▸ PROMPT:
Please arrange every line of the listing below as a Markdown table with the columns "No." and "Entry", where "No." holds the row number and "Entry" holds the line. Skip blank lines and leave the pictures out.

▸ Image boundary annotation data:
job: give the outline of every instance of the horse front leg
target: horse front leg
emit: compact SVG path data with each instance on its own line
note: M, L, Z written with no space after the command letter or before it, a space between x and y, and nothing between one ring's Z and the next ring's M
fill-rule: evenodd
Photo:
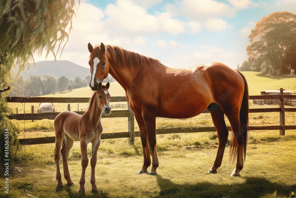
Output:
M149 175L157 175L156 169L158 167L159 163L157 153L156 152L156 134L155 126L155 114L151 112L148 112L143 115L143 118L147 130L148 136L148 141L151 149L152 155L152 167Z
M141 141L143 147L143 154L144 155L143 166L142 167L142 168L137 173L139 174L147 172L147 168L151 164L151 160L150 159L150 152L149 150L149 144L146 126L143 118L136 114L135 114L135 117L140 128L140 134L141 137Z
M84 184L85 183L85 170L89 164L87 156L87 144L88 140L85 139L80 140L80 150L81 151L81 167L82 168L81 177L79 180L79 188L78 192L84 193Z
M92 143L91 158L91 192L96 194L98 193L98 187L96 184L96 176L95 175L95 169L96 164L97 154L98 149L100 146L101 142L100 137L95 142Z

▸ THE ANSWER:
| No. | Entry |
|---|---|
| 1 | job: give the outline of every instance of the horse front leg |
| 2 | target: horse front leg |
| 3 | emit: compact SVG path data with each instance on its own line |
| 4 | note: M, L, Z written with no space after the command letter or before it, a space between x and y, and nothing between one ring's Z and the next ring's M |
| 5 | fill-rule: evenodd |
| 6 | Photo: |
| 7 | Output: |
| 8 | M149 175L157 175L156 169L158 167L159 163L157 153L156 152L156 134L155 126L155 114L151 112L148 112L143 115L143 118L147 130L148 136L148 141L151 149L152 155L152 167Z |
| 9 | M141 141L143 147L143 154L144 155L143 166L142 167L142 168L137 173L139 174L147 172L147 168L151 164L151 160L150 159L150 152L149 150L149 144L146 126L143 118L136 114L135 114L135 117L140 128L140 134L141 137Z |
| 10 | M84 184L85 183L85 170L89 164L87 156L87 144L88 140L85 139L80 140L80 150L81 151L81 167L82 168L81 177L79 180L79 188L78 192L84 193Z |
| 11 | M92 143L91 158L91 192L96 194L98 193L98 187L96 184L96 176L95 175L95 169L96 164L97 154L98 149L100 146L101 142L100 137L95 142Z |